◆ Problem to solve:
Reproduce the line that contains "Annotation task — pin every instance of the cap" and every line after it through the end of the records, exactly, with nothing added.

Object location annotation data
--- Begin ---

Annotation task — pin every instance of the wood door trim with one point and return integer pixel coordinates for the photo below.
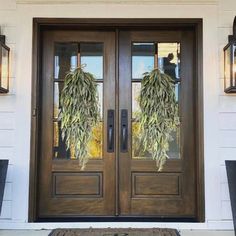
(40, 24)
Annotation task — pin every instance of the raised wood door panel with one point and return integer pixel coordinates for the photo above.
(65, 190)
(144, 191)
(124, 181)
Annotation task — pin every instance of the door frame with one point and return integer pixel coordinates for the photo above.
(40, 24)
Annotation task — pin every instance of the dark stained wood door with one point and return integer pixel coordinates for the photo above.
(65, 190)
(124, 181)
(144, 191)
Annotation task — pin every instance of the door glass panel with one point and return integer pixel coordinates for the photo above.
(169, 59)
(65, 59)
(92, 56)
(142, 59)
(168, 55)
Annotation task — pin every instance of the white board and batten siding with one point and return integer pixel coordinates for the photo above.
(219, 109)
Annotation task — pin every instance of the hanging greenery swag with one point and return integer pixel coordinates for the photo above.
(159, 114)
(79, 112)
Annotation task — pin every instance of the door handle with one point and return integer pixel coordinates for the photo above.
(110, 131)
(124, 130)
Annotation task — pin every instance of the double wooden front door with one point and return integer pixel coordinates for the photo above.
(120, 179)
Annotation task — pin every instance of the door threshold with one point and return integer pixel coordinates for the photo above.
(117, 219)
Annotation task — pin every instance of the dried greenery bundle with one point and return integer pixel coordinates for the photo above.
(159, 114)
(79, 112)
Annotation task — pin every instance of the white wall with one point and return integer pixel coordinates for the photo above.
(219, 109)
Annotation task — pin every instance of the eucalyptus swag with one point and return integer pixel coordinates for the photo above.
(159, 114)
(79, 112)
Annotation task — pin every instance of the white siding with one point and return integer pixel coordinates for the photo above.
(227, 107)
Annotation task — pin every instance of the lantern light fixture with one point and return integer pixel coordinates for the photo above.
(4, 65)
(230, 62)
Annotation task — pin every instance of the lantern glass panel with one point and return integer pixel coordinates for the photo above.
(227, 67)
(4, 68)
(234, 64)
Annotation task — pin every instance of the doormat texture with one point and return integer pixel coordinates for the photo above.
(115, 232)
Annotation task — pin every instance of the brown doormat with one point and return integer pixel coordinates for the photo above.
(115, 232)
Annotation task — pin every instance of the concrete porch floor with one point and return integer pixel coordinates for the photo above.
(46, 232)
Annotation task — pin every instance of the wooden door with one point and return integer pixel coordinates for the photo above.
(121, 181)
(144, 191)
(65, 190)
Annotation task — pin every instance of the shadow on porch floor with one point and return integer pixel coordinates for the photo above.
(46, 232)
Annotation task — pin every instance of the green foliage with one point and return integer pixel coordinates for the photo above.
(79, 112)
(159, 114)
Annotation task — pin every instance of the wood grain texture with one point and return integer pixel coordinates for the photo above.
(123, 186)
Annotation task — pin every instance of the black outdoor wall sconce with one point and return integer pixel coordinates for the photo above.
(230, 62)
(4, 65)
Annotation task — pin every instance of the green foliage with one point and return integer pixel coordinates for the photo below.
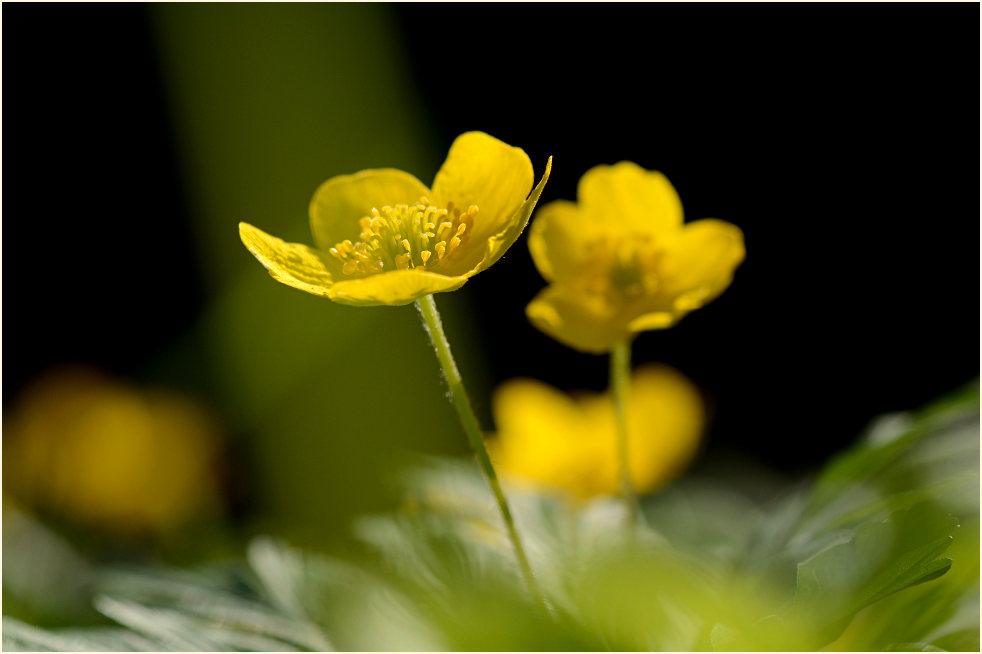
(879, 552)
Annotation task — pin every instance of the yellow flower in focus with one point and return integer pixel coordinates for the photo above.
(102, 454)
(384, 238)
(620, 260)
(570, 444)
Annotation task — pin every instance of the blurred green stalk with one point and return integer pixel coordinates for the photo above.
(620, 382)
(458, 395)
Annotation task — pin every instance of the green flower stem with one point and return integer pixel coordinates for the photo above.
(458, 395)
(620, 381)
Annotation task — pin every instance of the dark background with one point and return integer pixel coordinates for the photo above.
(840, 138)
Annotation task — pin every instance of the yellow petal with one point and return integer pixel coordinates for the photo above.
(700, 262)
(540, 437)
(498, 244)
(341, 201)
(558, 241)
(293, 264)
(483, 171)
(658, 319)
(393, 288)
(666, 417)
(629, 198)
(582, 321)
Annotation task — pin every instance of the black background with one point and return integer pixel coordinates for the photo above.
(840, 138)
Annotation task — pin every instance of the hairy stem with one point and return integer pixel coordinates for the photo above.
(431, 319)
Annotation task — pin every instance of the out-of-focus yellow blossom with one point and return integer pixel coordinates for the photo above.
(570, 444)
(384, 238)
(98, 453)
(620, 261)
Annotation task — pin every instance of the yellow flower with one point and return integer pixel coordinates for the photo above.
(620, 261)
(102, 454)
(384, 238)
(567, 444)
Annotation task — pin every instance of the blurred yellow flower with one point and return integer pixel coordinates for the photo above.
(620, 261)
(384, 238)
(570, 444)
(98, 453)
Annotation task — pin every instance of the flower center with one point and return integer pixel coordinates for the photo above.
(404, 236)
(626, 267)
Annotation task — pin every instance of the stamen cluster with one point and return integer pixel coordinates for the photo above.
(403, 236)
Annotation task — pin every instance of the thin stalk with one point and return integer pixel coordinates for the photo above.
(620, 381)
(434, 327)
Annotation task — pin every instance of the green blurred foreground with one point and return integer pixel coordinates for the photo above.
(879, 552)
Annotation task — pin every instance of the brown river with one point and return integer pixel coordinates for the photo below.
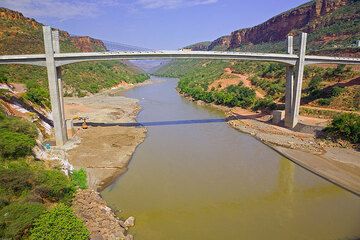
(194, 177)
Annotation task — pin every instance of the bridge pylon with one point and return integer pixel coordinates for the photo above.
(51, 43)
(294, 80)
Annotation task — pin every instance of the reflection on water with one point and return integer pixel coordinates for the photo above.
(201, 179)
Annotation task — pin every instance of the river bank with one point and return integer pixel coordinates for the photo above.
(196, 177)
(104, 150)
(338, 163)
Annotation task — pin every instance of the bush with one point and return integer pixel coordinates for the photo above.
(314, 83)
(16, 177)
(60, 223)
(17, 218)
(336, 91)
(264, 104)
(16, 137)
(345, 126)
(79, 178)
(54, 185)
(324, 101)
(18, 125)
(15, 145)
(37, 94)
(242, 96)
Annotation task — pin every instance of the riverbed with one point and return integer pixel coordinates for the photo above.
(195, 177)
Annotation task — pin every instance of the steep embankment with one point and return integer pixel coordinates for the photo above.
(332, 24)
(22, 35)
(333, 27)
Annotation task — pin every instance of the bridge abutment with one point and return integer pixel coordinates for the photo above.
(294, 80)
(51, 42)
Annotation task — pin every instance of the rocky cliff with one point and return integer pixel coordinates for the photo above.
(19, 34)
(304, 17)
(88, 44)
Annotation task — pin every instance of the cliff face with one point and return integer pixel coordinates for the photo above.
(21, 35)
(278, 27)
(88, 44)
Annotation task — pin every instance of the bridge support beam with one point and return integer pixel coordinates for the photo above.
(54, 77)
(289, 89)
(294, 80)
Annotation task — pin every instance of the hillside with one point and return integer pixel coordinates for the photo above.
(331, 24)
(333, 27)
(22, 35)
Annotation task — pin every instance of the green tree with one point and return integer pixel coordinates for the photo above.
(59, 223)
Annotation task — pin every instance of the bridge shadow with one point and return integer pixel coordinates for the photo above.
(163, 123)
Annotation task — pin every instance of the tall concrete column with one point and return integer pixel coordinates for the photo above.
(298, 80)
(56, 46)
(53, 87)
(289, 90)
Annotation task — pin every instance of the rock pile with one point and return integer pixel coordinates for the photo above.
(99, 218)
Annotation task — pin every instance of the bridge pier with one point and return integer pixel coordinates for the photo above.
(51, 42)
(294, 80)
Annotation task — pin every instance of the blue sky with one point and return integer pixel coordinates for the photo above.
(154, 24)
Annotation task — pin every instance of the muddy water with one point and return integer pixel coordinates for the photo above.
(194, 177)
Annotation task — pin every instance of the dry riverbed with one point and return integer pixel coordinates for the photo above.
(104, 151)
(106, 147)
(338, 163)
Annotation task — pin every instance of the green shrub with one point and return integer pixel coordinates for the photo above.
(314, 83)
(3, 79)
(18, 125)
(17, 218)
(37, 94)
(16, 177)
(79, 178)
(54, 185)
(336, 91)
(242, 96)
(324, 101)
(345, 126)
(264, 104)
(15, 145)
(60, 223)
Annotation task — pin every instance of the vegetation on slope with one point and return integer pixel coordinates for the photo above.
(30, 192)
(322, 86)
(345, 126)
(20, 35)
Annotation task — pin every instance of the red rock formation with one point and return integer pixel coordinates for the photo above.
(13, 15)
(88, 44)
(278, 27)
(222, 42)
(82, 43)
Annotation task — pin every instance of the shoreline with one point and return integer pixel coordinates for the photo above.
(322, 158)
(104, 150)
(110, 118)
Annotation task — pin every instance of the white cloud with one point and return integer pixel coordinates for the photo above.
(172, 4)
(58, 9)
(69, 9)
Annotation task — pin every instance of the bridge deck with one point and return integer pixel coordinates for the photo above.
(68, 58)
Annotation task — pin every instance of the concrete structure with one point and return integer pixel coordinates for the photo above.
(278, 116)
(53, 60)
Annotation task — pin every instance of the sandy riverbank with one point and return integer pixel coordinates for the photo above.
(338, 163)
(104, 151)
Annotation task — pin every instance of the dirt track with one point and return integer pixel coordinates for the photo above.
(104, 150)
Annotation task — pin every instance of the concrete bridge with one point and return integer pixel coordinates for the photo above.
(53, 60)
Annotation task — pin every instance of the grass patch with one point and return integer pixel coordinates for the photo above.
(59, 223)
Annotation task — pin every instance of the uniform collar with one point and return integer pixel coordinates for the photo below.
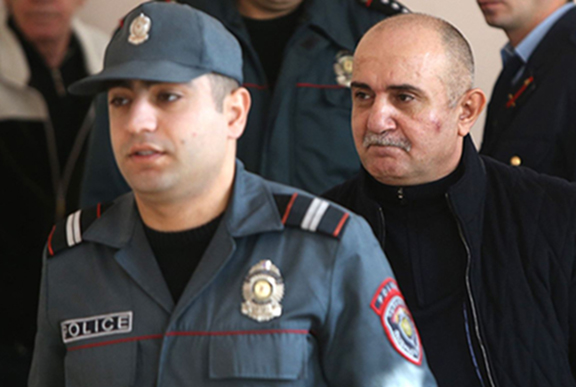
(252, 210)
(14, 66)
(328, 16)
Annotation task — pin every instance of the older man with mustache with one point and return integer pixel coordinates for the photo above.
(484, 253)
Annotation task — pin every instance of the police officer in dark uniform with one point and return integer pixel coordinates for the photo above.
(297, 66)
(206, 274)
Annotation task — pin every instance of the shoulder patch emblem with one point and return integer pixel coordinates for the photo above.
(68, 232)
(388, 7)
(397, 321)
(312, 214)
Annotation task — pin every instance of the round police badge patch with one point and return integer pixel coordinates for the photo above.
(397, 321)
(139, 29)
(262, 290)
(343, 66)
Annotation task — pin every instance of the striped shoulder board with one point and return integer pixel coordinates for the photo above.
(68, 232)
(387, 7)
(312, 214)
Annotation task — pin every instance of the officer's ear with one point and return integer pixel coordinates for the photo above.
(236, 108)
(469, 108)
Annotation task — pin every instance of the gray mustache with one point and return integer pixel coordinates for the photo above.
(386, 139)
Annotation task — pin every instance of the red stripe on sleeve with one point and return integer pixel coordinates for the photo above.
(341, 224)
(289, 207)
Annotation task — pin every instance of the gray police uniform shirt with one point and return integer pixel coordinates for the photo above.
(292, 291)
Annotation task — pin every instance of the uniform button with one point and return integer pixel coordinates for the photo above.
(515, 161)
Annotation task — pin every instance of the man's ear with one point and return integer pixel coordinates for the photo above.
(236, 108)
(469, 108)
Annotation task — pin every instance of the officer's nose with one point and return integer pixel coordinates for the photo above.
(381, 116)
(142, 116)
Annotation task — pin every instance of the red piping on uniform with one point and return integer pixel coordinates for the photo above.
(512, 101)
(192, 333)
(314, 86)
(50, 241)
(255, 86)
(341, 224)
(289, 207)
(126, 340)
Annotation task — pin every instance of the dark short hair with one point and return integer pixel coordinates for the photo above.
(221, 87)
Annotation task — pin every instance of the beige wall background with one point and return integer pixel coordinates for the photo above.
(464, 14)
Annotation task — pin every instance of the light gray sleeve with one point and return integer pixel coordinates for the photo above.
(369, 338)
(49, 351)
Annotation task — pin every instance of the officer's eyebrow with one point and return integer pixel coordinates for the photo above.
(129, 83)
(360, 85)
(406, 87)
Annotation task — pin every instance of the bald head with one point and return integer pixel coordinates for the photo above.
(428, 35)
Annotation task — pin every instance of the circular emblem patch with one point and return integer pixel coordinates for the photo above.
(139, 29)
(397, 321)
(343, 66)
(262, 290)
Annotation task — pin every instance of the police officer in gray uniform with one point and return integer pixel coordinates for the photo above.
(287, 289)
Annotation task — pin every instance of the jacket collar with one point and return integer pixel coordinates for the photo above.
(555, 40)
(252, 210)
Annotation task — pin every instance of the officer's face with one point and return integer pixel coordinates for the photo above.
(170, 140)
(404, 128)
(517, 16)
(43, 20)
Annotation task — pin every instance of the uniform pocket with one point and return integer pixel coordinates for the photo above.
(107, 365)
(258, 356)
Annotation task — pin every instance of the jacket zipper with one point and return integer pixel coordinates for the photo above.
(470, 296)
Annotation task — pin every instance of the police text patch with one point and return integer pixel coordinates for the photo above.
(397, 321)
(95, 326)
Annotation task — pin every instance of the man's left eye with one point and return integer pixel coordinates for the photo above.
(405, 97)
(168, 97)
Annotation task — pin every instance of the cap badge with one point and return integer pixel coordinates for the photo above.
(139, 29)
(262, 290)
(344, 63)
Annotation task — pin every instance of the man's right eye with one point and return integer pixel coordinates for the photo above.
(118, 101)
(360, 95)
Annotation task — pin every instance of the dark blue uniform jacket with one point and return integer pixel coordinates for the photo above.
(519, 228)
(540, 129)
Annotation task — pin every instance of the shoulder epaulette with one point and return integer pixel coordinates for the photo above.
(312, 214)
(388, 7)
(68, 232)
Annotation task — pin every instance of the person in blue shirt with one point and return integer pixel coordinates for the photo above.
(531, 120)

--- End ---

◆ Written solution:
Annotation task — pin every instance of the cap badge with one point and return integer pixel coordinates for the photo above.
(139, 29)
(262, 290)
(344, 63)
Annotation task — pin every instance of the man's right eye with one point and return integer pixel coordinates for the photo above.
(118, 101)
(360, 95)
Annotation task — pin every instance of the dark blue uniform jacket with one point and return integer pixel coordinates for the photo above.
(519, 228)
(540, 129)
Annotation task — pin every instance of the shoulder epaulette with one point and return integer pixel coordinates for the photo above.
(312, 214)
(388, 7)
(68, 232)
Annotation task — pin every instance of the person in blue shirt with one point and return integer pixel coordinates for the photo above.
(531, 120)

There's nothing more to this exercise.